#### Description of the task:
Reproduce the listing below verbatim, from the line containing "the man's ear" down to the end of the listing, both ends included.

#### Data shown:

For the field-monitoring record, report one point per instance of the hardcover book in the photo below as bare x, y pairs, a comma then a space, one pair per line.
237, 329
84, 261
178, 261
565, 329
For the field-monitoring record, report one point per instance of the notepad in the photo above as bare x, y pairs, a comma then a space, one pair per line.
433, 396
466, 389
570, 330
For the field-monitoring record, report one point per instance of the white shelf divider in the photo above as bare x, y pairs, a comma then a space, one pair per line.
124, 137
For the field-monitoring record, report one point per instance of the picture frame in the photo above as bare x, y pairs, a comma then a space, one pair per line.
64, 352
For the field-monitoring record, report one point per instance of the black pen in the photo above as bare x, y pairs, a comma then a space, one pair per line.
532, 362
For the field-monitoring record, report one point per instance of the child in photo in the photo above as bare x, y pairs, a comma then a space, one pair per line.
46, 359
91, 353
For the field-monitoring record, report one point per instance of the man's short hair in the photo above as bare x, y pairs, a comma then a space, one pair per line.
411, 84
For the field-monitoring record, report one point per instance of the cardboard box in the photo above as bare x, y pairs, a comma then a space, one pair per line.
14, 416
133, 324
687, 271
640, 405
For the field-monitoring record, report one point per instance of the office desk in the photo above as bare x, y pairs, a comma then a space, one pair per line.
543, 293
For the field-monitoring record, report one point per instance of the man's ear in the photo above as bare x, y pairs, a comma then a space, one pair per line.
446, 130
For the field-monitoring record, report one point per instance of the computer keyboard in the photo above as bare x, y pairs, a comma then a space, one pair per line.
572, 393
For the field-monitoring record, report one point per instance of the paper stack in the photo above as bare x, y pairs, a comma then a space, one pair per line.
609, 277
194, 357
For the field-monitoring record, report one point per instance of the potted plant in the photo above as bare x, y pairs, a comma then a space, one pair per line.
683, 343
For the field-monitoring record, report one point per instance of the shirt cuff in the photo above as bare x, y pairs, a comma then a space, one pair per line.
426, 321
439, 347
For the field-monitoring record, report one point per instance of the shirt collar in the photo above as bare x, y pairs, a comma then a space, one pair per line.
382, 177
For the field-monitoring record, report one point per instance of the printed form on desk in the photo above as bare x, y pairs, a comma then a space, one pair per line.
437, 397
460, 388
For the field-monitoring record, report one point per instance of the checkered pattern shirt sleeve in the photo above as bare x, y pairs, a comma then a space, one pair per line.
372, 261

#### Task solution:
For the field-monitoring record, report one point per instance of the man's ear in the photo above as bare x, y pairs, a comma then a space, one pair per line.
446, 130
For the field-monitoring record, report one point per instance of the computer keyboard in the photo above as bare x, y pairs, a comma then a space, one pair per line.
572, 393
For the field-monitoring record, report one point per instance of the paper stack in the photo above as bare x, y pairs, a comma then a space, one pair per line.
609, 277
194, 357
For the field-monitoring record, report one point per instance of the potted plant in the photo above as bare x, y pairs, a comma then a space, one pair per line.
683, 343
For the field-monitoring record, report one point per instance of the shirt cuff in the photo above as bare x, y pairs, a comma then a space, one pair per line.
426, 321
439, 347
For the field-monitoring record, report one point per instance of the shirt collar in the photo above as bare x, y pairs, a comma then a space, one pair per line.
382, 177
For the field-monitoring record, report one point per instance of the printed form on desk in the photo above as bare x, y pairs, a comma then a space, one pair per line.
437, 397
460, 388
For the field-monitoring record, report one point per instance of the checkered pattern shirt sleeve in the photo above as bare x, y pairs, a comma then a space, one pair per line.
372, 261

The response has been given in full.